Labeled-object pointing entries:
_ _ _
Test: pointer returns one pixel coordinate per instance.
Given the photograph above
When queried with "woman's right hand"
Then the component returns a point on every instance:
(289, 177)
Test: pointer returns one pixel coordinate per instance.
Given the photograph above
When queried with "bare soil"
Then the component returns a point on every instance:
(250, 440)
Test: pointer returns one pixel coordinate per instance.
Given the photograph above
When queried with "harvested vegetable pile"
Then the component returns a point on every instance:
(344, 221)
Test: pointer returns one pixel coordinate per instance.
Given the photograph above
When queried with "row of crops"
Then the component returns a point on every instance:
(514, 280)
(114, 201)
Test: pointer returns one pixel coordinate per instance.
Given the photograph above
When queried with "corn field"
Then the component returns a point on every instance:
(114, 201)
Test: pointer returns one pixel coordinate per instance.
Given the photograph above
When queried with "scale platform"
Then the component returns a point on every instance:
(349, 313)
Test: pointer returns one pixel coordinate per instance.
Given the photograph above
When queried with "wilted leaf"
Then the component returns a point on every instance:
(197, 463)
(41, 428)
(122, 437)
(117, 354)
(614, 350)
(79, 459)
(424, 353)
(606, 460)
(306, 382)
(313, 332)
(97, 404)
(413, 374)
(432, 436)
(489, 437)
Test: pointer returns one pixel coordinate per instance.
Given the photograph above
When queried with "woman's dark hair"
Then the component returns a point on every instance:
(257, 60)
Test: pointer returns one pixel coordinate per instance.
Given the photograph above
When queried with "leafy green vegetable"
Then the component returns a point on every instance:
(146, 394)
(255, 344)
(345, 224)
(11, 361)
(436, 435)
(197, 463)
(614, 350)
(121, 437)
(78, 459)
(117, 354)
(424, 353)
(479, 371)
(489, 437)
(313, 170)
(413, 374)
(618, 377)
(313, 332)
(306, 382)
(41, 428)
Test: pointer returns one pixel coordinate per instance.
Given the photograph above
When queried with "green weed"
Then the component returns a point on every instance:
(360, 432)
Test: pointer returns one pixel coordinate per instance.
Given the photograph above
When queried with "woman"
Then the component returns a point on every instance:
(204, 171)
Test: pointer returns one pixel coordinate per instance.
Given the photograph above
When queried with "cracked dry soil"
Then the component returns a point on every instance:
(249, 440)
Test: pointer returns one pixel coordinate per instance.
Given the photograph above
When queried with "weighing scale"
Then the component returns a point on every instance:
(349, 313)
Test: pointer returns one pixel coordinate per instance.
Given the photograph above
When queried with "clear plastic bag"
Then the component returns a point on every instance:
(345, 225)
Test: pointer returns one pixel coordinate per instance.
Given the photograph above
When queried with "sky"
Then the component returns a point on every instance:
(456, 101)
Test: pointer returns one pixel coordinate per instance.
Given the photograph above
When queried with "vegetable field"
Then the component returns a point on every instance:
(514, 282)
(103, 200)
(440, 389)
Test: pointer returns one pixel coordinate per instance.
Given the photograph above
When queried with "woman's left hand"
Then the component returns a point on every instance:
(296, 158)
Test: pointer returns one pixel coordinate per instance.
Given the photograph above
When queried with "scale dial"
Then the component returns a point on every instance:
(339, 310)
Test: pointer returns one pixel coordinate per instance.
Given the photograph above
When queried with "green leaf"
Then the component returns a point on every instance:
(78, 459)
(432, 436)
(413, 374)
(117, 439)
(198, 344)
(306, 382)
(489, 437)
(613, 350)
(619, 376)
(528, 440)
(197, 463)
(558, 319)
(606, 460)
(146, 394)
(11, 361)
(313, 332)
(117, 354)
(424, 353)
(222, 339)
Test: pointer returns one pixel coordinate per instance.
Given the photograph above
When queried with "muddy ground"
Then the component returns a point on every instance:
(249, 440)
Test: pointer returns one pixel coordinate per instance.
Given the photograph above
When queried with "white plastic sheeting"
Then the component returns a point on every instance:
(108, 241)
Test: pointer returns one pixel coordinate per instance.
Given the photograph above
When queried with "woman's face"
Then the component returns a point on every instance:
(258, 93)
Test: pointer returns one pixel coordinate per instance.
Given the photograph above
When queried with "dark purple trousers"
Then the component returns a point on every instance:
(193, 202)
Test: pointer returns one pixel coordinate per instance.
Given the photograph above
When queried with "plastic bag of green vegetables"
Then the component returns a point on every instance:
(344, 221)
_ _ _
**DIRECTIONS**
Exactly as shown, repeat every record.

**FINAL ANSWER**
Test: pointer returns one pixel coordinate per instance.
Given the photograph above
When queried with "woman's right hand"
Then the component returns a point on every instance:
(289, 177)
Test: pointer returns one pixel coordinate per instance.
Given the photograph above
When queried with "bare soil"
Then the component returns a point on every instance:
(250, 440)
Test: pointer returns one pixel coordinate per instance.
Given the photograph above
When queried with "harvested vegetable pile"
Then the component returns a point on every instance:
(344, 221)
Test: pointer returns one pixel coordinate per instance.
Given the photograph above
When queried with "row of crops"
Then the component returns a point on every instance:
(514, 280)
(114, 201)
Test: pointer returns one pixel coordinate per instance.
Given the photograph above
When queried with "corn field"
Then the component returns a point on every instance:
(114, 201)
Test: pointer returns one pixel coordinate per instance.
Given the photograph above
When queried with "scale platform"
Then the component returns a point on every instance:
(349, 313)
Test: pointer returns one pixel coordinate per instance.
Given the photograph above
When queried with "wilted leaf"
Then the component returns a point on every instance:
(197, 463)
(41, 428)
(122, 437)
(117, 354)
(614, 350)
(79, 459)
(424, 353)
(606, 460)
(306, 382)
(313, 332)
(97, 404)
(413, 374)
(432, 436)
(489, 437)
Test: pointer returns one pixel coordinate per instance.
Given the photograph above
When queried with "woman's dark hair"
Then the component returns a point on every instance:
(257, 60)
Test: pointer returns one pixel coordinate per instance.
Given the photograph above
When queried with "leafy green vegetable"
Then the component returns a point on every instance:
(146, 394)
(255, 344)
(345, 224)
(11, 361)
(436, 435)
(197, 463)
(614, 350)
(121, 437)
(78, 459)
(117, 354)
(424, 353)
(479, 371)
(489, 437)
(313, 170)
(413, 374)
(618, 377)
(313, 332)
(306, 382)
(41, 428)
Test: pointer returns one pixel coordinate per instance.
Given the photograph above
When queried with "green weed"
Then the component returns a point on every instance:
(360, 432)
Test: pointer returns one pixel coordinate per instance.
Given the photograph above
When queried with "woman"
Then the component returns a point on every instance:
(204, 171)
Test: pointer returns one pixel coordinate per instance.
Given the photograph above
When queried with "cracked dry soil"
Then the component returns a point on every instance:
(249, 440)
Test: pointer returns one pixel coordinate per instance.
Given the photograph above
When queried with "weighing scale"
Then the component returns a point on every instance:
(349, 313)
Test: pointer returns one pixel coordinate per instance.
Given the photograph above
When queried with "clear plastic bag"
Then the component returns a point on every instance:
(345, 225)
Test: pointer returns one pixel coordinate per instance.
Given the photograph above
When queried with "sky"
Then the component returns a point on every instance:
(456, 101)
Test: pointer returns one pixel coordinate per instance.
Given the photograph above
When queried with "vegetable field"
Then the component returns a point on every instance:
(514, 282)
(103, 200)
(440, 389)
Test: pointer returns one pixel coordinate per instance.
Given the photograph above
When queried with "woman's left hand"
Then the component returns a point on every instance:
(296, 158)
Test: pointer returns one pixel coordinate per instance.
Given the photograph above
When queried with "scale dial"
Then the component returns a point on every instance:
(339, 310)
Test: pointer returns one pixel coordinate per instance.
Given the photograph above
When queried with "green leaf"
Then the component returns a point on every instance:
(78, 459)
(432, 436)
(413, 374)
(117, 439)
(198, 344)
(306, 382)
(489, 437)
(613, 350)
(619, 376)
(528, 440)
(197, 463)
(558, 319)
(606, 460)
(146, 394)
(11, 361)
(313, 332)
(117, 354)
(424, 353)
(222, 339)
Test: pointer returns one pixel coordinate per instance.
Given the photograph above
When queried with "muddy ground"
Then the component returns a point on every instance:
(249, 440)
Test: pointer returns one pixel coordinate per instance.
Given the photograph above
When queried with "white plastic sheeting"
Then the component returns a point on every instance:
(108, 241)
Test: pointer returns one pixel coordinate per instance.
Given the photograph above
When queried with "woman's face"
Then the component returns a point on every instance:
(258, 93)
Test: pointer returns one pixel coordinate per instance.
Given the photograph above
When queried with "dark purple trousers"
Then the component returns a point on every instance:
(193, 202)
Test: pointer returns one pixel coordinate per instance.
Given the photograph above
When queried with "plastic bag of green vegetables"
Then the component returns a point on every instance:
(344, 221)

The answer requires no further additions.